The Reichstag Fire (courtesy Wikimedia Commons)

On February 27, 1933, Marinus Van der Lubbe—an unemployed bricklayer from the Netherlands with Communist sympathies—set fire to the Reichstag (Parliament) Building in Berlin. Most likely, Van der Lubbe was working alone . . . but that didn’t stop Adolf Hitler and his Nazi Party cabinet from using the fire as an excuse to initiate a broad anti-Communist pogrom. Even before the Reichstag Building had been extinguished, Hitler had labeled the arson a “Communist outrage” and his underlings immediately kicked-off a series of arrests and assaults on well-known Communists and Communist sympathizers all around Germany.

Technically speaking, that initial roundup of Communists was an illegal violation of the Weimar Constitution, which was still in-force. Although Hitler was the un-elected Chancellor of Germany, the Reichstag was still a multi-party body in-which the Nazis only had thirty-two percent of the seats, and Germany was still a constitutional, democratic republic (not unlike our own). Hitler was strangely concerned with maintaining an appearance of legality as he tightened his grip on Germany so, the next day, he convinced President Paul von Hindenburg to sign the emergency Reichstag Fire Decree into law. Under Article 48 of the Weimar Constitution, this was perfectly legal. The decree wiped out almost all major German civil liberties and provided a legal basis for the ongoing suppression of the Nazis’ political opposition, all in the name of national security.

Extracted data entries:
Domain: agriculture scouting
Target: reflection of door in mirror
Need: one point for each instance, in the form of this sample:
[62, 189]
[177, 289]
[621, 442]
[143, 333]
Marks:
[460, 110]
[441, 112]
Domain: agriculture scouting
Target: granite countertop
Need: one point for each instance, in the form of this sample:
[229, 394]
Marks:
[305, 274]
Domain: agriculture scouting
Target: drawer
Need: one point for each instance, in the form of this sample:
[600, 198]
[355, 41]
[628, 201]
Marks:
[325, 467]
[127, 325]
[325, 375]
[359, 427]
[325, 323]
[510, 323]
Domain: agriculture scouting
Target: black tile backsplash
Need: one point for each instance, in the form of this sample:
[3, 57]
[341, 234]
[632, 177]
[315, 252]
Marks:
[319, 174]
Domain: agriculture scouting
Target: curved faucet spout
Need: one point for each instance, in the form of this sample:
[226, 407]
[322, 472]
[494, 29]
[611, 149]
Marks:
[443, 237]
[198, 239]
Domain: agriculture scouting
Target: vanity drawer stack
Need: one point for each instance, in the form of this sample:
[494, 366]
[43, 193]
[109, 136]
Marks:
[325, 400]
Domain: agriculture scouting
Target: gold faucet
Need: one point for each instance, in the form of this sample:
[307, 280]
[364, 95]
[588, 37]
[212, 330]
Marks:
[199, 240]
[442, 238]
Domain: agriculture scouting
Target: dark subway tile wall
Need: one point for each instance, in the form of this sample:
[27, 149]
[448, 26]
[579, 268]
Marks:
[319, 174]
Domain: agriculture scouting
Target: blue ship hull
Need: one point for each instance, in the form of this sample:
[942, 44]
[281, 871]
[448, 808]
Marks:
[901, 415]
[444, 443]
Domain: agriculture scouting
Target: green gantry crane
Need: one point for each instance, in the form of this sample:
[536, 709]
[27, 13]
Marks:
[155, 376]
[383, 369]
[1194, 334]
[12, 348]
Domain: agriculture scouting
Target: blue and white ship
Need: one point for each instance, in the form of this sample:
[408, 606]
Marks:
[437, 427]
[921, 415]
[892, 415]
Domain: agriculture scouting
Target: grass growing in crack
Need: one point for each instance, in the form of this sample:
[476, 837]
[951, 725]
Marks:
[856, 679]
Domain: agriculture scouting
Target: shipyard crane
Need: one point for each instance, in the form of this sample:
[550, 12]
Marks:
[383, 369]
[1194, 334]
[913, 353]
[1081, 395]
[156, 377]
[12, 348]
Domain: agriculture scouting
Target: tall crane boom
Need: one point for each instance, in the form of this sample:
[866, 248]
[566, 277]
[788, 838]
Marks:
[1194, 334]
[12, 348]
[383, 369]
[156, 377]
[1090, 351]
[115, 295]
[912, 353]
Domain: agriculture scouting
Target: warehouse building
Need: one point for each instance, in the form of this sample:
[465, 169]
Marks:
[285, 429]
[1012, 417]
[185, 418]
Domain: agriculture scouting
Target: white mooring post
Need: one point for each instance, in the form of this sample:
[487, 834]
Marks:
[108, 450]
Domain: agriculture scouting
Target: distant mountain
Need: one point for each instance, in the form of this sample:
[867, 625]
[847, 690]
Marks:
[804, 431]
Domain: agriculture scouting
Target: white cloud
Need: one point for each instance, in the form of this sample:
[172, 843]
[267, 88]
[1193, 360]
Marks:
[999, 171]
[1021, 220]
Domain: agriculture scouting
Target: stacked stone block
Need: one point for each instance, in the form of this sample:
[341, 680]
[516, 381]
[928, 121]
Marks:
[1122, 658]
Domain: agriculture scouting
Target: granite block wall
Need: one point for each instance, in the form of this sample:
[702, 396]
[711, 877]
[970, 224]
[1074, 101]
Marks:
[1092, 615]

TASKS TO COMPLETE:
a: Gather every line in the listing that contains the string "tile".
b: Write the next paragraph of the passage on the Reichstag Fire, picking up after its final sentence.

FINAL RESULTS:
a:
Target: black tile backsplash
Target: dark subway tile wall

b:
The decree read, in part, “It is therefore permissible to restrict the rights of personal freedom, freedom of opinion, including the freedom of the press, the freedom to organize and assemble, the privacy of postal, telegraphic and telephonic communications. Warrants for House searches, orders for confiscations as well as restrictions on property, are also permissible beyond the legal limits otherwise prescribed.” As you might imagine, it is a real ‘red flag’ when a government begins to trample peoples’ civil liberties without any due process. It doesn’t make it any better when that government comes back later (whether 24 hours or 24 weeks or 24 months) trying to retroactively legalize that trampling.

More than seventy years later, the United States Federal Government has begun to make a habit of seizing Internet domain names for oft’-dubious reasons relating to intellectual property law. As part of ‘Operation In Our Sites,’ U.S. Immigration and Customs Enforcement (ICE) has taken upon itself the authority to declare that a web site is engaged in the “illegal sale and distribution of counterfeit goods and copyrighted works” and shut it down unilaterally. Under the U.S. legal system, we are supposed to be presumed innocent until proven guilty in a court of law. Not so, apparently, when it comes to our Internet properties. No, at the mere accusation that we are posting copyrighted material without authorization, ICE (of all agencies) can pull anything it wants right off the Internet.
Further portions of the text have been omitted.